Coronary artery spasm is another less common cause. The artery temporarily contracts and narrows severely, reducing blood flow even without a physical blockage. Intense stress, stimulant drug use, and extreme cold exposure can all trigger spasms.

What a Heart Attack Feels Like

The classic symptom is chest pain or pressure, often described as a heavy weight sitting on the chest. This discomfort can radiate to the left arm, jaw, neck, or back. But heart attacks don’t always announce themselves this way, and the differences between men and women are significant.

In women, chest pain is not always the most prominent symptom, and when it does occur, it may not be severe. Instead, women more commonly experience sweating, nausea, dizziness, and unusual fatigue. Shortness of breath, vomiting, back pain, jaw pain, and discomfort in the upper abdomen are also reported. These symptoms can come on while resting or even during sleep, which makes them easy to dismiss as something else entirely.

Perhaps most striking, an estimated 45% of all heart attacks are “silent,” meaning they occur without noticeable symptoms or with symptoms so mild they’re attributed to heartburn, fatigue, or general discomfort. Silent heart attacks are typically discovered later, sometimes weeks or months afterward, when an electrocardiogram or echocardiogram reveals damage to the heart muscle. A blood test measuring troponin, a protein released by injured heart cells, can also confirm that damage occurred.

● Your tasks
1. Rewrite the heart attack passage from "What a Heart" up to and including "something else entirely.", swapping "sweating" for "perspiration".
2. Extend the heart attack passage with the next part, picking up after its final sentence.
The records are separate material, apart from the heart attack passage.

● Entries provided

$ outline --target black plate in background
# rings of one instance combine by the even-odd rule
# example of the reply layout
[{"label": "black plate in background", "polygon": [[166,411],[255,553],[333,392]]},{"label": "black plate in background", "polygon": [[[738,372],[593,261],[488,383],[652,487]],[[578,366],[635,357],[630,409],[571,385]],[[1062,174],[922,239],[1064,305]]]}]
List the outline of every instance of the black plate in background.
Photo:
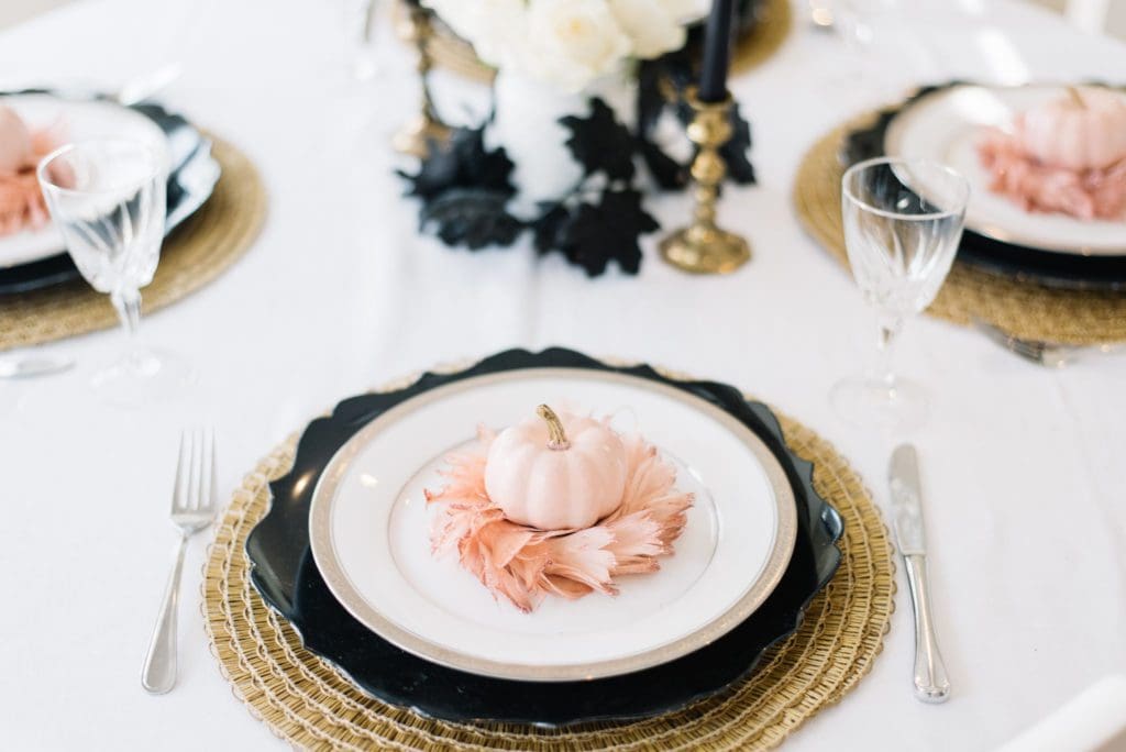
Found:
[{"label": "black plate in background", "polygon": [[[51,95],[57,96],[62,99],[86,98],[109,100],[109,97],[105,95],[57,92],[50,89],[23,89],[19,91],[0,91],[0,101],[2,101],[5,97],[14,95]],[[185,165],[188,164],[189,160],[207,156],[211,151],[211,142],[207,141],[203,134],[200,134],[187,119],[180,115],[176,115],[175,113],[169,113],[161,105],[153,102],[138,102],[136,105],[131,105],[128,109],[148,117],[150,120],[155,123],[168,137],[169,147],[171,150],[170,162],[172,168],[169,170],[168,186],[166,188],[166,200],[168,204],[167,214],[169,216],[176,216],[180,204],[190,197],[190,189],[181,182],[181,178],[184,177],[182,170]],[[185,214],[184,216],[178,217],[178,220],[179,222],[182,222],[188,216],[190,216],[190,214]],[[166,227],[166,236],[177,227],[179,222],[173,222]],[[63,251],[55,256],[39,259],[38,261],[19,263],[11,267],[0,267],[0,296],[29,293],[43,287],[52,287],[54,285],[81,278],[82,275],[79,274],[78,267],[74,266],[70,254]]]},{"label": "black plate in background", "polygon": [[[744,623],[707,647],[635,673],[579,682],[521,682],[447,669],[408,653],[360,625],[333,598],[309,548],[309,508],[321,473],[337,450],[384,411],[444,384],[525,368],[616,371],[695,394],[739,419],[778,458],[794,489],[798,531],[794,554],[770,597]],[[509,350],[456,374],[426,374],[387,394],[365,394],[315,420],[297,446],[293,469],[270,484],[272,503],[247,540],[251,580],[288,619],[305,646],[331,661],[364,691],[392,705],[448,720],[508,720],[562,726],[625,719],[679,709],[750,672],[763,651],[793,633],[808,601],[840,564],[843,523],[813,490],[813,466],[785,445],[774,414],[731,386],[676,382],[649,366],[617,368],[579,352]]]},{"label": "black plate in background", "polygon": [[[886,153],[884,138],[887,135],[888,125],[896,115],[923,97],[965,83],[964,81],[953,81],[926,87],[903,104],[883,110],[870,127],[849,134],[841,153],[842,162],[847,167],[866,159],[884,156]],[[1003,243],[967,229],[962,235],[957,259],[990,274],[1045,287],[1126,290],[1126,249],[1123,249],[1123,256],[1053,253]]]}]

● Task answers
1.
What a Heart Attack Feels Like

The classic symptom is chest pain or pressure, often described as a heavy weight sitting on the chest. This discomfort can radiate to the left arm, jaw, neck, or back. But heart attacks don’t always announce themselves this way, and the differences between men and women are significant.

In women, chest pain is not always the most prominent symptom, and when it does occur, it may not be severe. Instead, women more commonly experience perspiration, nausea, dizziness, and unusual fatigue. Shortness of breath, vomiting, back pain, jaw pain, and discomfort in the upper abdomen are also reported. These symptoms can come on while resting or even during sleep, which makes them easy to dismiss as something else entirely.

2.
Major Risk Factors

Some risk factors for heart attacks are within your control, and some aren’t. The modifiable ones carry the most practical importance because addressing even one of them meaningfully lowers your risk.

  • High blood pressure forces the heart to work harder and damages artery walls over time, accelerating plaque formation.
  • High LDL cholesterol provides the raw material that builds up inside artery walls. When your body takes in more cholesterol than it can use, the excess accumulates in arteries supplying the heart, brain, and kidneys.
  • Diabetes significantly raises the risk of fatal heart disease compared to people without diabetes.
  • Obesity raises LDL cholesterol and triglycerides while lowering protective HDL cholesterol, and it contributes independently to high blood pressure and diabetes.
  • Smoking damages blood vessels directly. Nicotine raises blood pressure, and carbon monoxide from cigarette smoke reduces the oxygen-carrying capacity of blood. Even secondhand smoke exposure increases risk.
  • Physical inactivity increases the likelihood of developing obesity, high blood pressure, high cholesterol, and diabetes.
  • Excessive alcohol raises blood pressure and triglyceride levels.
  • Diet high in saturated fat, trans fat, and sodium contributes to cholesterol buildup and elevated blood pressure.

Non-modifiable risk factors include age (risk increases as you get older), family history and genetics, and race. Heart disease is the leading cause of death for most racial and ethnic groups in the United States, including Black, White, and American Indian populations.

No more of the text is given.